What you will do: Rewrite everything from the row containing "Mark the horse nostril." down to the row containing "xmin=169 ymin=10 xmax=449 ymax=298" as a JSON list of strings, one string per line, with blank lines left out.
— Start Extracted material —
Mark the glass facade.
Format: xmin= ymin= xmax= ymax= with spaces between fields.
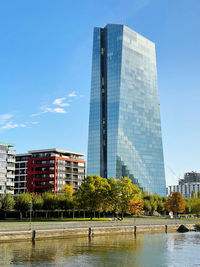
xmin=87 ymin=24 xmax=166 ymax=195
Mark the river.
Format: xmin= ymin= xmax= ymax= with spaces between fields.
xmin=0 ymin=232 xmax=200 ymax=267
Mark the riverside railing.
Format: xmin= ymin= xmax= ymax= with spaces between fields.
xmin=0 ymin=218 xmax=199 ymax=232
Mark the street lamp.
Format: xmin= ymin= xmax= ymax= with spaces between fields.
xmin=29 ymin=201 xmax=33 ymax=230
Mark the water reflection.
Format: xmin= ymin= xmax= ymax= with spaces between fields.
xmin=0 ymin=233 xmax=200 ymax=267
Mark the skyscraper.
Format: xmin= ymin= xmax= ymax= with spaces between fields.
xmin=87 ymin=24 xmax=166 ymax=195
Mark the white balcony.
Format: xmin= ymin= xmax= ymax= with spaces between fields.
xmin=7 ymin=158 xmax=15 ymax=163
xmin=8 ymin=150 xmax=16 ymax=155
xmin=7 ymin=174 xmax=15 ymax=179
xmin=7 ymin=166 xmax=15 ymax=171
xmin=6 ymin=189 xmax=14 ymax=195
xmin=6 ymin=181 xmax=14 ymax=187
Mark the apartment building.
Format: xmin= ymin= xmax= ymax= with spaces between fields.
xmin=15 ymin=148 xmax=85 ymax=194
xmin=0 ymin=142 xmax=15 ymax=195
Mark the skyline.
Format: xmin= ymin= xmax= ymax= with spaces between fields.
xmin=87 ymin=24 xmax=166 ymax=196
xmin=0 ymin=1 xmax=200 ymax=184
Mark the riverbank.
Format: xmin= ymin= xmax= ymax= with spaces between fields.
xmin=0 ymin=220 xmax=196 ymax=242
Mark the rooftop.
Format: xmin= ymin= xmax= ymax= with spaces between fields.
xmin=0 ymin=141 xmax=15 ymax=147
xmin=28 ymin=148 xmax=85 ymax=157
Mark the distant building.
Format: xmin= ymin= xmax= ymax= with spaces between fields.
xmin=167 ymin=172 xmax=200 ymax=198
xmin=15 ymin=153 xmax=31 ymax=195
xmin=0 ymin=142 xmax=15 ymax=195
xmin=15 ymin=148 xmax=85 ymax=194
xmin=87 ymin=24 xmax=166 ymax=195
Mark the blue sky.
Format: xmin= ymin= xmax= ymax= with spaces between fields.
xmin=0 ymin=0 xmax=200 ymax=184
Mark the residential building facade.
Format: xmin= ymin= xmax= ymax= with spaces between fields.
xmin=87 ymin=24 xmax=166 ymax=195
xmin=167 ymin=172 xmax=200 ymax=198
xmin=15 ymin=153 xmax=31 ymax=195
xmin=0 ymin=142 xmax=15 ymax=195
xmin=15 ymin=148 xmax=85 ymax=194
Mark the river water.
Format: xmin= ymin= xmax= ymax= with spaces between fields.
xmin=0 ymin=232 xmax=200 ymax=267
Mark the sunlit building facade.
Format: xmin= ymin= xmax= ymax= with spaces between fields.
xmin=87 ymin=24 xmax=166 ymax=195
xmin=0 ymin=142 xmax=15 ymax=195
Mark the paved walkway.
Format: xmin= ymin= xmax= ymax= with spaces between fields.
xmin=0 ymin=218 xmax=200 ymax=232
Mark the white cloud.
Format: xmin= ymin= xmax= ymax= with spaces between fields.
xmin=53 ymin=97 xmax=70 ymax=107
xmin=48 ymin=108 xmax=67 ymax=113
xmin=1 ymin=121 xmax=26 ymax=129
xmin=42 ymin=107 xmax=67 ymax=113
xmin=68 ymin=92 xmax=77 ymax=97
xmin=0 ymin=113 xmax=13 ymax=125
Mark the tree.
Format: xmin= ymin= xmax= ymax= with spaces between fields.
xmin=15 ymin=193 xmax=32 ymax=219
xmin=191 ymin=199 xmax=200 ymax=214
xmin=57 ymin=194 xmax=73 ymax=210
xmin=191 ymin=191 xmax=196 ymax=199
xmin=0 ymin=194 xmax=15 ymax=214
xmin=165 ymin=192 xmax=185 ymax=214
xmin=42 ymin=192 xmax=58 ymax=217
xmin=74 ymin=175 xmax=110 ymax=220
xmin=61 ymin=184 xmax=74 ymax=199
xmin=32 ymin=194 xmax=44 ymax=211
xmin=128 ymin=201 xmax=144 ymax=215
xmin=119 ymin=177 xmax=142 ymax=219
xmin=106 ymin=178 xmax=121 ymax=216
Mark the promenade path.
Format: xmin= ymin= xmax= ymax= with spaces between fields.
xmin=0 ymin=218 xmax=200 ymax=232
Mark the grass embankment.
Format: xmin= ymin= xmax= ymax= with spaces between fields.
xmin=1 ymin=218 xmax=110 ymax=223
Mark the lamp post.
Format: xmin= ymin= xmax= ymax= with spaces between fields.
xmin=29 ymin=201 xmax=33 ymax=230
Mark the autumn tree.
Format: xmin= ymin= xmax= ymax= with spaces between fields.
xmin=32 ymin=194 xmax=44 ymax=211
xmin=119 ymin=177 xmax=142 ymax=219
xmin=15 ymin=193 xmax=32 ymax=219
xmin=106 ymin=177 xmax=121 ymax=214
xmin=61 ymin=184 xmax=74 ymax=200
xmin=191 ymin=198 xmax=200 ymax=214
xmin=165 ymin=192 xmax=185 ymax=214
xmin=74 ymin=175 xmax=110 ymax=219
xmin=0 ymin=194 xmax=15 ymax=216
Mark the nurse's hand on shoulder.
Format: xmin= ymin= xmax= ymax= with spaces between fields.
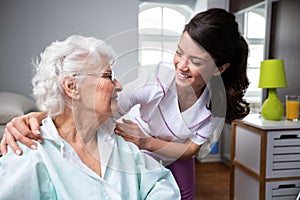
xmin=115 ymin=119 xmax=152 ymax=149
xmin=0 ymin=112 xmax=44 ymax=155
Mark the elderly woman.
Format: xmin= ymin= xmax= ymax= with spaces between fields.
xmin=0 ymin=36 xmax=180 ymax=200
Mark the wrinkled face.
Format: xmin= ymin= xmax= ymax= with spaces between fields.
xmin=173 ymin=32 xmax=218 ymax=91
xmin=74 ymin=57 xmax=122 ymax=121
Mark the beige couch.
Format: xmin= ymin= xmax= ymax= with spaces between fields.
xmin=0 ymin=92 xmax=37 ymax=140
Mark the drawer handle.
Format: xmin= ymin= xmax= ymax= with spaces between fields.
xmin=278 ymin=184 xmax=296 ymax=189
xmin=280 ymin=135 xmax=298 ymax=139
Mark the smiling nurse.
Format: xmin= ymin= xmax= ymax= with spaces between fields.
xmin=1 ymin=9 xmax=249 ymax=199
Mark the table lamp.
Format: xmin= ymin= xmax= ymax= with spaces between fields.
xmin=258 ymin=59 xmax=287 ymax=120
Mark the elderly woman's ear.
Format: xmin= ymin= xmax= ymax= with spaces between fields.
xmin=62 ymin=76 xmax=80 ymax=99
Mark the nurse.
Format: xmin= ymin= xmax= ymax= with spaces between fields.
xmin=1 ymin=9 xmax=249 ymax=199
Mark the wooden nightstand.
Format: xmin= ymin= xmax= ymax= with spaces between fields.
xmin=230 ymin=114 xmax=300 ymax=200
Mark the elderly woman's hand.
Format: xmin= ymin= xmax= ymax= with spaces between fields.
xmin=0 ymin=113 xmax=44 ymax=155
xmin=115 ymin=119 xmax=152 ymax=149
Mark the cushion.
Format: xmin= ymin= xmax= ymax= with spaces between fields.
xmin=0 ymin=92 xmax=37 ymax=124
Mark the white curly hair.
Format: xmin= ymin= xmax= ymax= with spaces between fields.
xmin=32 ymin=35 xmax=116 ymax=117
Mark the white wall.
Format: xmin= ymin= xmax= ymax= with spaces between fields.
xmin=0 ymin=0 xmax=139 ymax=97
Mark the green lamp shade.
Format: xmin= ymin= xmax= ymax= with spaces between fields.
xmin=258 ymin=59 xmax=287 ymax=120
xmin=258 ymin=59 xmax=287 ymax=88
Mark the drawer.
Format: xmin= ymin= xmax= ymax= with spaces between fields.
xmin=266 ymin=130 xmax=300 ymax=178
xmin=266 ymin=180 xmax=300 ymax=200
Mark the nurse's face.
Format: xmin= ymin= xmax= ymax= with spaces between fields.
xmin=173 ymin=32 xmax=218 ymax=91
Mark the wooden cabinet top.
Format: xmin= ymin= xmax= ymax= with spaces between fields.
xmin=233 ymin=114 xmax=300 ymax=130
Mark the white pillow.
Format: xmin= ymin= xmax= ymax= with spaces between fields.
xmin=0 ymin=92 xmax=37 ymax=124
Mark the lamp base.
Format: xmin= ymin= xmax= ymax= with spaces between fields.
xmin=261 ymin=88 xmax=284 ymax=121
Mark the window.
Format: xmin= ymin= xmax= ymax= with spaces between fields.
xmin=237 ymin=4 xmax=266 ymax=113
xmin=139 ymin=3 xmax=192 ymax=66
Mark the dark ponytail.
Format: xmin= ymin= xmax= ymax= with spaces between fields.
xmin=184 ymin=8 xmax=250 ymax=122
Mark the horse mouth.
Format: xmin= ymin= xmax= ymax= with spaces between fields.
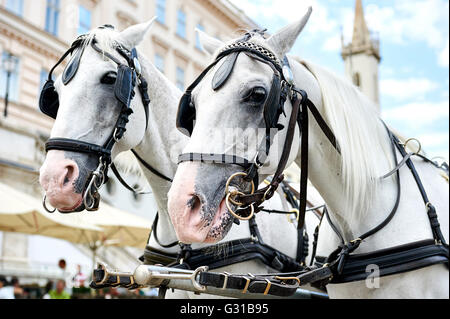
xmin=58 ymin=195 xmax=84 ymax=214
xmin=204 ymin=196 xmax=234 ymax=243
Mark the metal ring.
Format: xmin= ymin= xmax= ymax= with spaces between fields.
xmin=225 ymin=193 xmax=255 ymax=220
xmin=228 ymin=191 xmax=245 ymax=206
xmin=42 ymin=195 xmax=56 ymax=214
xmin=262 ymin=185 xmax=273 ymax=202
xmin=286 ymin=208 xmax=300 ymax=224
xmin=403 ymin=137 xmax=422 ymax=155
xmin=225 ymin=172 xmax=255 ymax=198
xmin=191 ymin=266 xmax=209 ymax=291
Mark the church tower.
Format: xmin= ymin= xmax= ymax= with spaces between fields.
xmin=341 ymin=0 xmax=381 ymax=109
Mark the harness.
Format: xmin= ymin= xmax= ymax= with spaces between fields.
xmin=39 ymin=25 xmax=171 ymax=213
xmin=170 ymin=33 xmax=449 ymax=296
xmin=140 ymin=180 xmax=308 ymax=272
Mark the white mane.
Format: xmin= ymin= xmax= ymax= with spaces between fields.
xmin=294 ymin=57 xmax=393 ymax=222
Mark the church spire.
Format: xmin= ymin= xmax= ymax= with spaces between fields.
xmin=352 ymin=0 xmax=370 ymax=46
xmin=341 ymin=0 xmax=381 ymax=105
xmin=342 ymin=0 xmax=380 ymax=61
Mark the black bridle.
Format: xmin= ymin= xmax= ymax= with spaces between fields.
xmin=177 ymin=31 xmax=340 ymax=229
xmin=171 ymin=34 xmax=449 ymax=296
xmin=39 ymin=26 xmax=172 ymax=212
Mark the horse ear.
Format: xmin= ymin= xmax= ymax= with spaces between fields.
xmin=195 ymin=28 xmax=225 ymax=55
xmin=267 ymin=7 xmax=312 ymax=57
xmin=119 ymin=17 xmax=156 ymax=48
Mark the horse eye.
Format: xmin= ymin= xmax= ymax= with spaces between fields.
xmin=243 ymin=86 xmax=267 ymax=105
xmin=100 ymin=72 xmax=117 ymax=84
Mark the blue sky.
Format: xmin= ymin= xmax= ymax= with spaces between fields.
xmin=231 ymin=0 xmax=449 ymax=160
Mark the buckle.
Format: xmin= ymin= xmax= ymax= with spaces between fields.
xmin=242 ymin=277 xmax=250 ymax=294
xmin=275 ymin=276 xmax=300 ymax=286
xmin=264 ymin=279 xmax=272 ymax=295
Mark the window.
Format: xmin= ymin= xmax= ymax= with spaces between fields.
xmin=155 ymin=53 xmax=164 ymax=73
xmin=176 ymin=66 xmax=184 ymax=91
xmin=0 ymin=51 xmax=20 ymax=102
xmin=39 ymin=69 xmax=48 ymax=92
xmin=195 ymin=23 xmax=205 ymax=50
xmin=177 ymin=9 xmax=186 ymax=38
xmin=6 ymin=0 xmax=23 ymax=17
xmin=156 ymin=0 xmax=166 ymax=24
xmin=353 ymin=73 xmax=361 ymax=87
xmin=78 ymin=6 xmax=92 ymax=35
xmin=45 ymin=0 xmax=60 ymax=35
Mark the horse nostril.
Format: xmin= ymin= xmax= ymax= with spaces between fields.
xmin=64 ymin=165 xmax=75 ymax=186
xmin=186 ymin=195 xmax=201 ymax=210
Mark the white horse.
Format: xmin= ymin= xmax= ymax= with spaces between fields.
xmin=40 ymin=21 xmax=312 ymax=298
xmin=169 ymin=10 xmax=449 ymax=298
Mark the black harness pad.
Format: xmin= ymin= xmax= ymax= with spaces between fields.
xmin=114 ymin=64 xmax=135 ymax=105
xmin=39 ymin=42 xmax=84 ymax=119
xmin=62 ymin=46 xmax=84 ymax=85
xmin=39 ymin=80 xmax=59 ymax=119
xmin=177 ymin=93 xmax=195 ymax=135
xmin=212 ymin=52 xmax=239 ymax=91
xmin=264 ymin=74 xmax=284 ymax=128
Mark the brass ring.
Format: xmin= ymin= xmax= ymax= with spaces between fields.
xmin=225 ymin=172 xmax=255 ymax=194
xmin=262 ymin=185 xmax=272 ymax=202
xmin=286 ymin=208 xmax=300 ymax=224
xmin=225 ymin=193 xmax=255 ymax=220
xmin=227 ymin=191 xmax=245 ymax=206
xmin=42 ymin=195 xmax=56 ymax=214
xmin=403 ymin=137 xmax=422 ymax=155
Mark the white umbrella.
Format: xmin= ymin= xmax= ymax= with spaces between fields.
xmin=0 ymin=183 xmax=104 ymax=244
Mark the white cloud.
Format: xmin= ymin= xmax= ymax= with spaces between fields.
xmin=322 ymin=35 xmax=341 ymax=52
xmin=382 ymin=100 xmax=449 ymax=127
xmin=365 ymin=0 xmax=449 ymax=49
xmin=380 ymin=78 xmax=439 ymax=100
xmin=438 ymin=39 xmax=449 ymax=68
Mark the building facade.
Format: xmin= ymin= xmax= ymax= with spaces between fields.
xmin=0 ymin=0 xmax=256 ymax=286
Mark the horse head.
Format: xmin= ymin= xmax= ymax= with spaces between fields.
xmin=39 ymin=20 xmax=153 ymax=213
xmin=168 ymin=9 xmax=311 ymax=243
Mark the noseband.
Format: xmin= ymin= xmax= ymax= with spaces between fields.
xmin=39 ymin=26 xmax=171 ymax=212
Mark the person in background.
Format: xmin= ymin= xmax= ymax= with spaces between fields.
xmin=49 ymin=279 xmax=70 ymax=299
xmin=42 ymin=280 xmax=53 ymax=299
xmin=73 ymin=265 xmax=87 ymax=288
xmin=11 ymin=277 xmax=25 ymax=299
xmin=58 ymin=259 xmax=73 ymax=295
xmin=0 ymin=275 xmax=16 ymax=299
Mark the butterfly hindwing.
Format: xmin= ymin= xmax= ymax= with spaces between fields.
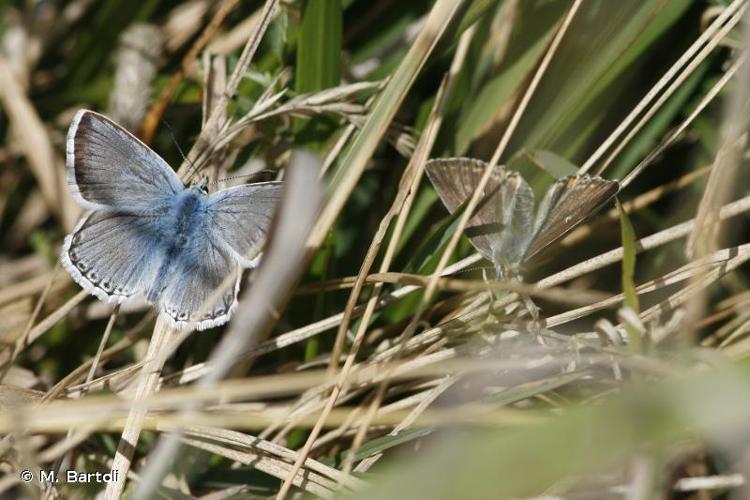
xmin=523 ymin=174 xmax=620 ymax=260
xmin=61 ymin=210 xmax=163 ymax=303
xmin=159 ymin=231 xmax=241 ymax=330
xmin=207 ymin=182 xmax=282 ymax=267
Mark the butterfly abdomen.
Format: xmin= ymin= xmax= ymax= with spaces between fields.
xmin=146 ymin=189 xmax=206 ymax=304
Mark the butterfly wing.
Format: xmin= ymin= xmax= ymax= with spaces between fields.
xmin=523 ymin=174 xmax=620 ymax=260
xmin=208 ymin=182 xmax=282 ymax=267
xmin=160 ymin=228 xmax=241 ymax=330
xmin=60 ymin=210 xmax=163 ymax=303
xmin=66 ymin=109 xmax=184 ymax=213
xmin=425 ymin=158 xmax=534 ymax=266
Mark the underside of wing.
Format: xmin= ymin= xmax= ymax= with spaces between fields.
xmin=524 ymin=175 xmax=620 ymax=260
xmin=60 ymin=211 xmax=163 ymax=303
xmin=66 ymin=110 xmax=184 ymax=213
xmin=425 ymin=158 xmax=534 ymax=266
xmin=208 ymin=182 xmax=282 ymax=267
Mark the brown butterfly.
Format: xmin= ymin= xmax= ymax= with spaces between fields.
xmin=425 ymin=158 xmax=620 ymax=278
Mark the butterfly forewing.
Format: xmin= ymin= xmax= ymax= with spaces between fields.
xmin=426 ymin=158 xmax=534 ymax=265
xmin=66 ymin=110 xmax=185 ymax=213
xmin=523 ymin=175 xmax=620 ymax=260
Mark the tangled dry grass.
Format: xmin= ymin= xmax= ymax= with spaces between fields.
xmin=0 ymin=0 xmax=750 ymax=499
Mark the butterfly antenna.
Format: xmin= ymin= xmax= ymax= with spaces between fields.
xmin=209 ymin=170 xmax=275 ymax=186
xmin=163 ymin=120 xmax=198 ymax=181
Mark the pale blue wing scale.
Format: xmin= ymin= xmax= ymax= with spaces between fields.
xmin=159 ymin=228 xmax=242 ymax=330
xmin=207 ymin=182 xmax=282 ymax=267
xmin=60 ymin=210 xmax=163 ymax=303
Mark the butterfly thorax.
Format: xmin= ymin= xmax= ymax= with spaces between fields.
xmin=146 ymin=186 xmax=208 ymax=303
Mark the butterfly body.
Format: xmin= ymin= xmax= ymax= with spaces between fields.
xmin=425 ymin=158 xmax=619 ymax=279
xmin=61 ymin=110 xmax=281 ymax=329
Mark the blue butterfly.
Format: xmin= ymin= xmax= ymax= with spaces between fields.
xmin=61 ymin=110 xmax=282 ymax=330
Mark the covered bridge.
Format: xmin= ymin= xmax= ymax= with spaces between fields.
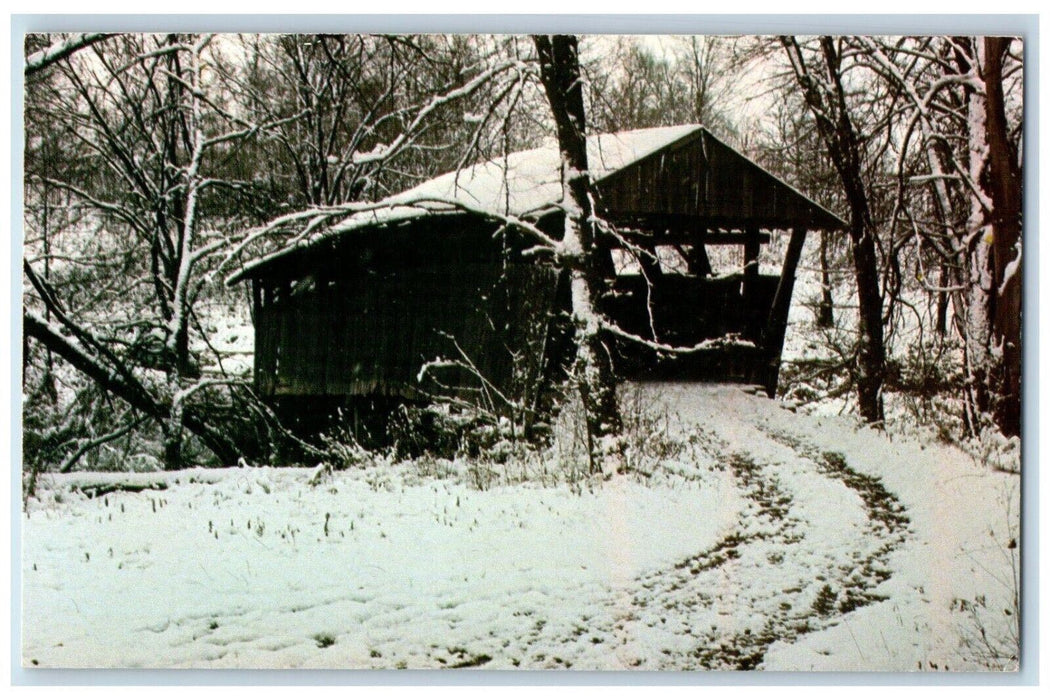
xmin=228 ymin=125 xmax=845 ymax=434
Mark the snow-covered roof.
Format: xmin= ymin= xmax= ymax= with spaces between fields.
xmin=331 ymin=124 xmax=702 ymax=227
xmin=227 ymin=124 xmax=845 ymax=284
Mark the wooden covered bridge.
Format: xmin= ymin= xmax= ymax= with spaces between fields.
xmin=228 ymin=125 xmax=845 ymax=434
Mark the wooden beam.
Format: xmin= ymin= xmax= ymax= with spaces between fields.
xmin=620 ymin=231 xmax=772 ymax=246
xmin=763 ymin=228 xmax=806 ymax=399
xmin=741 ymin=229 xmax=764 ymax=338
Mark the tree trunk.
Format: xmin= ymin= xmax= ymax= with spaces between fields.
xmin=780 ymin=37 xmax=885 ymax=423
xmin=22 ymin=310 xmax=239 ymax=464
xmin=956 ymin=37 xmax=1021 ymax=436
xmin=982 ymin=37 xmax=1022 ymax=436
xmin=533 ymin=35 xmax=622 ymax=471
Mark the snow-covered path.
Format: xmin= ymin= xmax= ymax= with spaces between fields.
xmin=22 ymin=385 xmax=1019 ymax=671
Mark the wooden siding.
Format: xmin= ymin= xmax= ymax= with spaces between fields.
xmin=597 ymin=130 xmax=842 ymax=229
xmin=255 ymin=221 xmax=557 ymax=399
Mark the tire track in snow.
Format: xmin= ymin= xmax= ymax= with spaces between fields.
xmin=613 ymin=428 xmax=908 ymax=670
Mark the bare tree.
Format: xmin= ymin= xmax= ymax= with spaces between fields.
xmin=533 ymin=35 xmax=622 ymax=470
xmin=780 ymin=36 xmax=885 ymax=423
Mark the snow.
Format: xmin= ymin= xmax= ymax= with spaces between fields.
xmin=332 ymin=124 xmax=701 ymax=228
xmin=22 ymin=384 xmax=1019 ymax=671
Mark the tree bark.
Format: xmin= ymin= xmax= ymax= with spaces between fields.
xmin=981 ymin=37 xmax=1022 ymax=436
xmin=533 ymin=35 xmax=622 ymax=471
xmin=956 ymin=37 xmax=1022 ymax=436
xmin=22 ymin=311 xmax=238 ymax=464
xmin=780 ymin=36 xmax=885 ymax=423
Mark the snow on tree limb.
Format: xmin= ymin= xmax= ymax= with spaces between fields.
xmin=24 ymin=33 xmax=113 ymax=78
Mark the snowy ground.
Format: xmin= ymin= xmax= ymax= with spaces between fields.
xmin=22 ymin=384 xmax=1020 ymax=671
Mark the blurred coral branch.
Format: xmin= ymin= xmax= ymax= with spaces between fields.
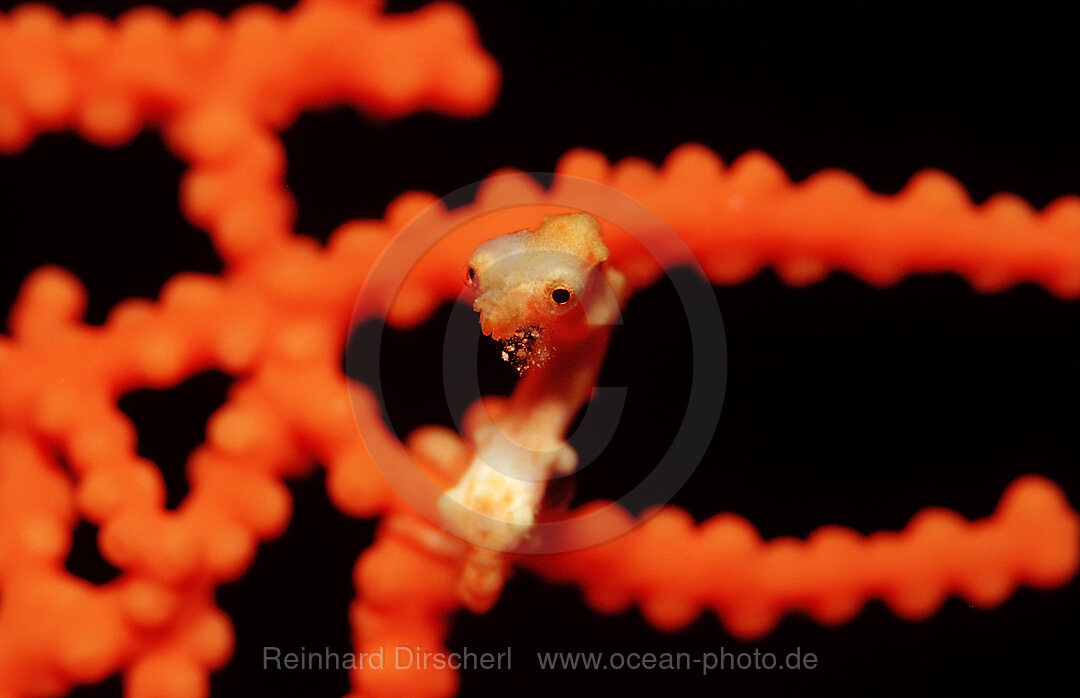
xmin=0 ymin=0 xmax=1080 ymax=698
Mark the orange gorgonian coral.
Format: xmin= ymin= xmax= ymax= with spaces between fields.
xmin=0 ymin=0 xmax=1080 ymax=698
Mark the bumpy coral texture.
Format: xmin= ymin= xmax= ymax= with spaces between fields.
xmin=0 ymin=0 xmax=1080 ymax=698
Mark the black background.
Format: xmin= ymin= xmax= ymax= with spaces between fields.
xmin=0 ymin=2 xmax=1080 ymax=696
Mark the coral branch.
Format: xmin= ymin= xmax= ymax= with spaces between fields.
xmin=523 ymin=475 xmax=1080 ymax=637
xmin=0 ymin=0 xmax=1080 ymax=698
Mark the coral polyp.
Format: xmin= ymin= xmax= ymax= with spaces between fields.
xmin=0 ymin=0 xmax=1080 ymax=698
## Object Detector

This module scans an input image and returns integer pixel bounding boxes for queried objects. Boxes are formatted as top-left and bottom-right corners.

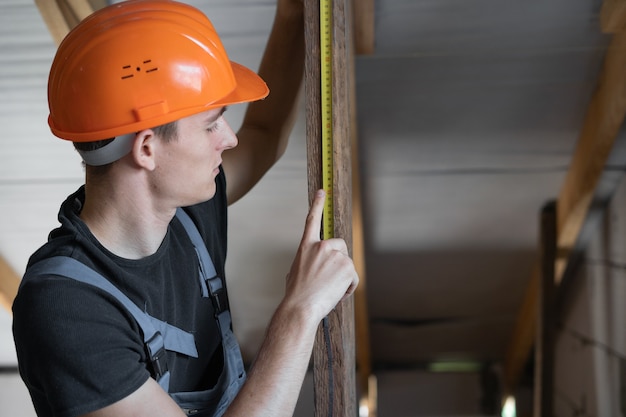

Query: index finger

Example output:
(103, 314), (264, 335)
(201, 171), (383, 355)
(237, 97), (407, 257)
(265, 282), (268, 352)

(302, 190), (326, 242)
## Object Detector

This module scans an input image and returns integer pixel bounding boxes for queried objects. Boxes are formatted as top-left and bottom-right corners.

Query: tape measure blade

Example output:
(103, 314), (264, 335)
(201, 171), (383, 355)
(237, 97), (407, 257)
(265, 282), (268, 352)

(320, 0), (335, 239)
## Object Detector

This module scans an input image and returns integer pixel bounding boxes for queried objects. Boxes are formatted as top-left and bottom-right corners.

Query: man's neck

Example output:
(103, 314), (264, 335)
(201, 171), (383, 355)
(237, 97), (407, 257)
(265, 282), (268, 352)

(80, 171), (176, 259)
— End Extracted material —
Result of the task:
[
  "Mark the horse nostril.",
  "Format: xmin= ymin= xmax= ymax= with spaces between fields.",
  "xmin=64 ymin=165 xmax=75 ymax=186",
  "xmin=186 ymin=195 xmax=201 ymax=210",
  "Mark the white horse.",
  "Format: xmin= ymin= xmax= ymax= with spaces between fields.",
  "xmin=40 ymin=21 xmax=312 ymax=298",
  "xmin=169 ymin=10 xmax=449 ymax=298"
]